(Beginning of Excerpt provided)
Wednesday, January 6, 2010

Myelin © Multiple Sclerosis Resource Centre
In order to understand Multiple Sclerosis and the role Myelin has to play in this disease , some basic facts about the nervous system in the body need to be addressed.

The body's nervous system is made up of two main components: the Central Nervous System (CNS) and the Peripheral Nervous System (PNS). Together, these two systems interact to carry and receive signals that are responsible for nearly every function within the body, including involuntary functions, those a person does not have to consciously think about, such as the beating of the heart or breathing, and voluntary functions such as walking or using your fingers on a computer keyboard to read and scroll up and down this page, which to some extent are consciously thought about .

The Central Nevous System (CNS) is made up of the brain and the spinal cord, and contains billions of specialised cells known as Neurons. Neurons have specific projections called Dendrites and Axons that contribute to their unique function of transmitting signals throughout the body. Dendrites carry electrical signals to the Neuron, while Axons carry them away from the Neuron.

The Peripheral Nervous System (PNS) consists of the rest of the Neurons in the body outside of the Central Nevous System (CNS) . These include the Sensory Neurons, which detect any sensory stimuli and alert the CNS of their presence, and Motor Neurons, which connect the CNS to the muscles and carry out instructions from the CNS for movement.


Picture © John W.Rose, M.D., Maria Houtchens, MSIII, Sharon G. Lynch,M.D

Myelin
Myelin, is sometimes referred to as "white matter" because of its white, fatty appearance, it protects and insulates the Axons. Myelin consists of a protective sheath of many different molecules that include both lipids (fatty molecules) and proteins. The protective sheath acts in a very similar way to that of the protective insulation that surrounds an electric wire; that is, it is necessary for the rapid transmission of electrical signals between Neurons. It does this by containing the electrical molecules within the Axon so that they are all properly transmitted to the next Neuron.

With the protective Myelin coat, Neurons can transmit signals at speeds up to 60 meters per second.

Picture Copyright © 1997-2005 Mount Sinai Hospital

When the coat is damaged, as with Multiple Sclerosis, the maximum speed can decrease by ten-fold or more, since some of the signal is lost during transmission. This decrease in speed of signal transmission leads to significant disruption in the proper functioning of the nervous system.
(End of Excerpt provided)
What to work on:
1. In the myelin text, take the passage between "Picture © John" and "the next Neuron.", inclusive, and write it out with "electric wire" swapped for "electrical cable".
2. Turn the paragraph of the myelin text that begins "The Peripheral Nervous System (PNS) consists" into a short bulleted list that keeps its main facts.
The records below come from a separate source unrelated to the myelin text.
(Beginning of Dataset extract)
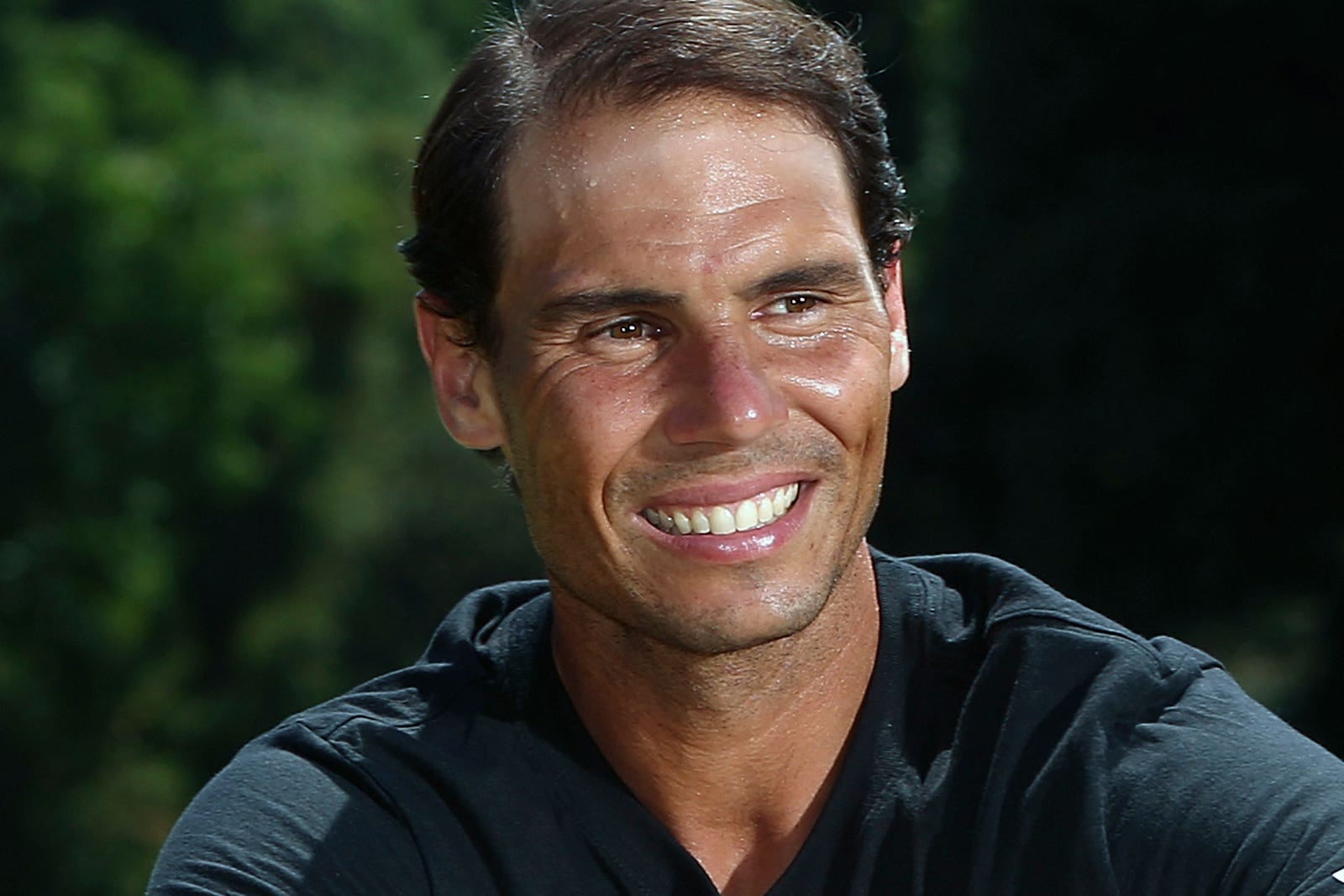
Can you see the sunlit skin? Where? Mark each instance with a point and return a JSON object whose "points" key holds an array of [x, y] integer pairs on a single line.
{"points": [[690, 317]]}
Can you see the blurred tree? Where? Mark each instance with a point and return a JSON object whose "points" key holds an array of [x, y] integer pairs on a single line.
{"points": [[1126, 317], [219, 443]]}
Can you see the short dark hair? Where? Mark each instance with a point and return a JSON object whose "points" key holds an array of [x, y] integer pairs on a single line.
{"points": [[558, 55]]}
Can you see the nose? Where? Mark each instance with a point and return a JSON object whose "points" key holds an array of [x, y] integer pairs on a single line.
{"points": [[722, 392]]}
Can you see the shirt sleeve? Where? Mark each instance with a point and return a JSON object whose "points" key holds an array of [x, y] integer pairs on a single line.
{"points": [[289, 817], [1220, 795]]}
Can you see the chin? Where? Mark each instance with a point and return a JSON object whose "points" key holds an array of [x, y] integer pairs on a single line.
{"points": [[730, 625]]}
(End of Dataset extract)
Expected responses:
1.
Picture © John W.Rose, M.D., Maria Houtchens, MSIII, Sharon G. Lynch,M.D

Myelin
Myelin, is sometimes referred to as "white matter" because of its white, fatty appearance, it protects and insulates the Axons. Myelin consists of a protective sheath of many different molecules that include both lipids (fatty molecules) and proteins. The protective sheath acts in a very similar way to that of the protective insulation that surrounds an electrical cable; that is, it is necessary for the rapid transmission of electrical signals between Neurons. It does this by containing the electrical molecules within the Axon so that they are all properly transmitted to the next Neuron.

2.
- The Peripheral Nervous System (PNS) is made up of all the body's Neurons outside the Central Nervous System (CNS).
- Sensory Neurons detect sensory stimuli and alert the CNS to them.
- Motor Neurons connect the CNS to the muscles and carry out its instructions for movement.